<<<<
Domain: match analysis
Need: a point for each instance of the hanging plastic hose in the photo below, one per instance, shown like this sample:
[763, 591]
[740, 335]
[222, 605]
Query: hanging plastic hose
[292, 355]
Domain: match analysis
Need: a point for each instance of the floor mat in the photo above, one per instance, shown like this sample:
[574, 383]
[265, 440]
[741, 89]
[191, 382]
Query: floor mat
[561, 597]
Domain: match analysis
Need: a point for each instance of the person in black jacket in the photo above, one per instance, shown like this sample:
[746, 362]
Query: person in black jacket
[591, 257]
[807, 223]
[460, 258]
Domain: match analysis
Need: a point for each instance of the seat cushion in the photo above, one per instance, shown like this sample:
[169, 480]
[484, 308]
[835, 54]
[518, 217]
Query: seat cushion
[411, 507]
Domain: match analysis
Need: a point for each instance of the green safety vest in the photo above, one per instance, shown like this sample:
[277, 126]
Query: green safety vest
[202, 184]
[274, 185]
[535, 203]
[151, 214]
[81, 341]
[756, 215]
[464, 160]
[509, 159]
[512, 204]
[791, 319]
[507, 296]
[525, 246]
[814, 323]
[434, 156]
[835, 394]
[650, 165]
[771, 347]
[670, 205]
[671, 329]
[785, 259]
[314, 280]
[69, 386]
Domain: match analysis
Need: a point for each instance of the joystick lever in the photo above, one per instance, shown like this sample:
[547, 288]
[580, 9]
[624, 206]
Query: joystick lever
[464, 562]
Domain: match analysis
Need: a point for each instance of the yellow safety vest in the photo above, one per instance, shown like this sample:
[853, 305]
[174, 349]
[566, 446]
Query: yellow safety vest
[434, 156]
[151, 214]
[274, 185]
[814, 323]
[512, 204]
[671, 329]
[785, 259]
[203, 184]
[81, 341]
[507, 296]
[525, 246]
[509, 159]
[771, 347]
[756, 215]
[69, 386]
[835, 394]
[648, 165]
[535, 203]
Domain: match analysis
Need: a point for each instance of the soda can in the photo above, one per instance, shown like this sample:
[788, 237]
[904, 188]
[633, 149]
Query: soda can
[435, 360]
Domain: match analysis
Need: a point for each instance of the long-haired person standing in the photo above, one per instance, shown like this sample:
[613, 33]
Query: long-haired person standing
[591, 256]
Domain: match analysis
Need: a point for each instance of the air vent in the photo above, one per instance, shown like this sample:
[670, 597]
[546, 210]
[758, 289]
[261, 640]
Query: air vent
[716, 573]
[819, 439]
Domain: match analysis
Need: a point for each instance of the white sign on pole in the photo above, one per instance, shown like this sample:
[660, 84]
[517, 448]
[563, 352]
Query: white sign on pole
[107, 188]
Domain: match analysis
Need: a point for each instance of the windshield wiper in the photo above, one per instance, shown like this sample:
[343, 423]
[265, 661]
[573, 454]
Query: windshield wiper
>>>>
» TASK DESCRIPTION
Every line of the listing above is to be set down again without any change.

» SOLUTION
Domain: match analysis
Need: a point for each instance of the hanging plastic hose in the photo below, one per instance, shown like this sample:
[763, 591]
[740, 335]
[222, 605]
Query: hanging plastic hose
[292, 355]
Domain: match analysis
Need: a point for each instance of the floor mat in the photo above, one per instance, shown like this sample:
[574, 383]
[265, 440]
[741, 89]
[191, 382]
Query: floor mat
[561, 597]
Domain: match analysis
Need: a point for each instance of the person in black jacket in the photo above, one per instance, shown like this sample:
[746, 362]
Query: person in black jacket
[591, 257]
[807, 223]
[460, 258]
Domain: match analysis
Need: a point for each instance of the seat cushion in the photo above, one per instance, shown like this sample:
[169, 480]
[484, 308]
[835, 54]
[518, 217]
Query: seat cushion
[411, 507]
Domain: match analysis
Need: a point for each instance of the green safety vest in the photo above, one per instance, shown like this sample:
[277, 126]
Query: green safety vest
[202, 184]
[274, 185]
[535, 203]
[151, 214]
[81, 341]
[756, 215]
[464, 160]
[509, 159]
[512, 204]
[791, 319]
[507, 296]
[525, 246]
[814, 323]
[434, 156]
[835, 394]
[650, 165]
[771, 347]
[670, 205]
[671, 329]
[785, 259]
[314, 280]
[69, 386]
Domain: match analysis
Need: a point for each instance of the joystick lever in the photo above, one per instance, shown like this sample:
[547, 288]
[580, 9]
[624, 206]
Query: joystick lever
[464, 562]
Domain: match analysis
Need: a point for each instance of the yellow safety vest in the photo above, one per instance, shown like this sample:
[853, 305]
[174, 349]
[566, 446]
Query: yellow safety vest
[434, 156]
[151, 214]
[274, 185]
[814, 323]
[512, 204]
[671, 329]
[785, 259]
[203, 184]
[81, 341]
[507, 296]
[525, 246]
[509, 159]
[771, 347]
[756, 215]
[69, 386]
[835, 394]
[648, 165]
[535, 203]
Domain: match analysis
Need: a point for each instance of the soda can in the photo above, one per instance, shown like this sample:
[788, 237]
[904, 188]
[633, 149]
Query: soda can
[435, 360]
Domain: match analysis
Need: a point for each instance of the long-haired person standing in the photo above, one per instance, shown like this sample:
[613, 33]
Query: long-haired person standing
[591, 256]
Domain: match analysis
Need: a point for each instance of the air vent in the photo above, one per instance, shown like this sample:
[670, 597]
[546, 210]
[758, 289]
[261, 640]
Query: air vent
[716, 573]
[819, 439]
Domain: match analysis
Need: a point for each instance of the white sign on pole in the photo above, one per instance, shown like this sample:
[660, 84]
[517, 448]
[563, 352]
Query: white sign on pole
[107, 188]
Domain: match analysis
Need: a point for each instance of the windshield wiper in the photo above, one per instance, shown like this sample:
[343, 423]
[265, 661]
[573, 454]
Query: windshield wiper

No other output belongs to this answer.